Document extract —
There is a famous story about Saban sending a private plane back to East Lansing for the assistants who wanted to join him in Baton Rouge. The plane came back empty. (Well, I assume there was a pilot. And several small, lonely bags of peanuts.) The assistants stayed at Michigan State to work with Bobby Williams, who was one of them, and got to replace Saban.
If you hate Saban, you love that story, because it confirms that the man can be miserable to work for. But it's not quite that simple. Saban has hinted he did not want to bring some of those assistants to LSU anyway, because he wanted coaches who had recruited the South. And at least one of those assistants did end up working for Saban: Bobby Williams. He was an awful head coach who got fired in his third season. He has been an assistant under Saban at LSU, the Miami Dolphins and Alabama.
Saban can be ruthlessly demanding, but intensely (if selectively) loyal. You have to accept that everything he does, he does through the prism of the game. He bristled when people called him out on oversigning recruits and fell back on the classic football coach's defense: that nobody else understands what he is doing, so they should shut up.
And this brings us back to Bear Bryant. He was not simply one of the best coaches ever; he is synonymous with the state of Alabama in a way that no other coach has been synonymous with a state. (The closest comparison I could come up with: Adolph Rupp and Kentucky, at his peak. But that didn't last for 30 years after Rupp died.)

Required action 1 —
Answer these questions about the Saban passage:
(a) To which city was the private plane sent for the assistants?
(b) What kind of coaches did Saban say he wanted at LSU?
(c) Which coach and state does the writer name as the closest comparison to Bear Bryant and Alabama?
Required action 2 —
Continue the Saban passage from its final sentence.

Record set —

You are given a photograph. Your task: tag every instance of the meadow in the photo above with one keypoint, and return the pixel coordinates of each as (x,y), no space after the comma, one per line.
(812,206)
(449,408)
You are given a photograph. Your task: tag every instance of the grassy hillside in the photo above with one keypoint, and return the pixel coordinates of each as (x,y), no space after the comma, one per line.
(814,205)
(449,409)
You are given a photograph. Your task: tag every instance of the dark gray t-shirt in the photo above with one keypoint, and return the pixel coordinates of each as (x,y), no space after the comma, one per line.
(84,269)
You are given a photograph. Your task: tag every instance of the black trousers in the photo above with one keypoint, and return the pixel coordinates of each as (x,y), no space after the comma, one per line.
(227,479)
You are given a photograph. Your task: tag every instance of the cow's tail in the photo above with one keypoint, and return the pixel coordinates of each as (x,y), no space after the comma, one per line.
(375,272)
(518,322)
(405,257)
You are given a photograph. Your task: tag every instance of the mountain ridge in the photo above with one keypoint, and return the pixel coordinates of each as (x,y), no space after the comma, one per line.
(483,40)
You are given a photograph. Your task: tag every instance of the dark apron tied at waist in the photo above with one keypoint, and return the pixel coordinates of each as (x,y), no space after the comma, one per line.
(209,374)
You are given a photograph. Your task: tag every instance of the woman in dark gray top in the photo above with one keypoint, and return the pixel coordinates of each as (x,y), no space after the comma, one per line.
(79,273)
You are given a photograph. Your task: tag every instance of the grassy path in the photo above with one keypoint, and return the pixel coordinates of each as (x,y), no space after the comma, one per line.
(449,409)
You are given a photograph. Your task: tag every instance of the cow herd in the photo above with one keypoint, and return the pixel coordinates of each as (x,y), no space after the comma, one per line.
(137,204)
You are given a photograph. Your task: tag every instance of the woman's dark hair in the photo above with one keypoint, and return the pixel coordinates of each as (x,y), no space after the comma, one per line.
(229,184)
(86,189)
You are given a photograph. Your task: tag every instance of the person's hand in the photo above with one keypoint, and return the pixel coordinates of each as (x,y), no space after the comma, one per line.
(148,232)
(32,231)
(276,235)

Exercise result 1 —
(a) East Lansing
(b) Coaches who had recruited the South
(c) Adolph Rupp and Kentucky

Exercise result 2 —
Nobody could possibly fill Bryant's footprints in Alabama culture. There are a thousand Bear Bryant stories that get better with each re-telling, and probably a dozen Bear Bryant quotes that almost everybody in Alabama knows. That would intimidate a lot of coaches, but Saban does not intimidate easily, and I don't think he spends a whole lot of time worrying about his place in Alabama culture. He worries about winning. And while Alabamians missed the Bear's persona, what they really missed was his winning.
The most famous quote of Saban's Alabama tenure was this: "I'm not going to be the Alabama coach." He said that when he coached the Dolphins, a few weeks before he left to be the Alabama coach.
This is how Saban has operated for many years. He did it because he could. He always knew that when it came to coaching football -- pure, hardcore, film-watching-until-your-eyelids-drop, technique-refining coaching -- he was the best. There is a famous line about Bryant: "He could take his'n and beat your'n, or he could take your'n and beat his'n." That is even more true of Saban. He has not won with a system or by being a guru. He is simply great at coaching football. It is no coincidence that Saban has become the game's preeminent coach in an era when winning is more important than it has ever been. With every passing year, college football looks and feels more and more like ...
There are open jobs all over the NFL, and Saban could absolutely be a great pro coach. (He went 15-17 in two years with the Dolphins.) He can deny interest as many times as he wants. With his track record, nobody should believe him until National Signing Day rolls around and he is still the Alabama coach.
Saban is 61 years old, so this is not just a question of what job he wants right now. It is about how he sees himself at the end of his career. Does he want the challenge of winning the Super Bowl? Does he want to match his mind against the best coaches in the world? Or does he want to stay at Alabama, where he can hoard talent and win 70 percent of his games in his worst year?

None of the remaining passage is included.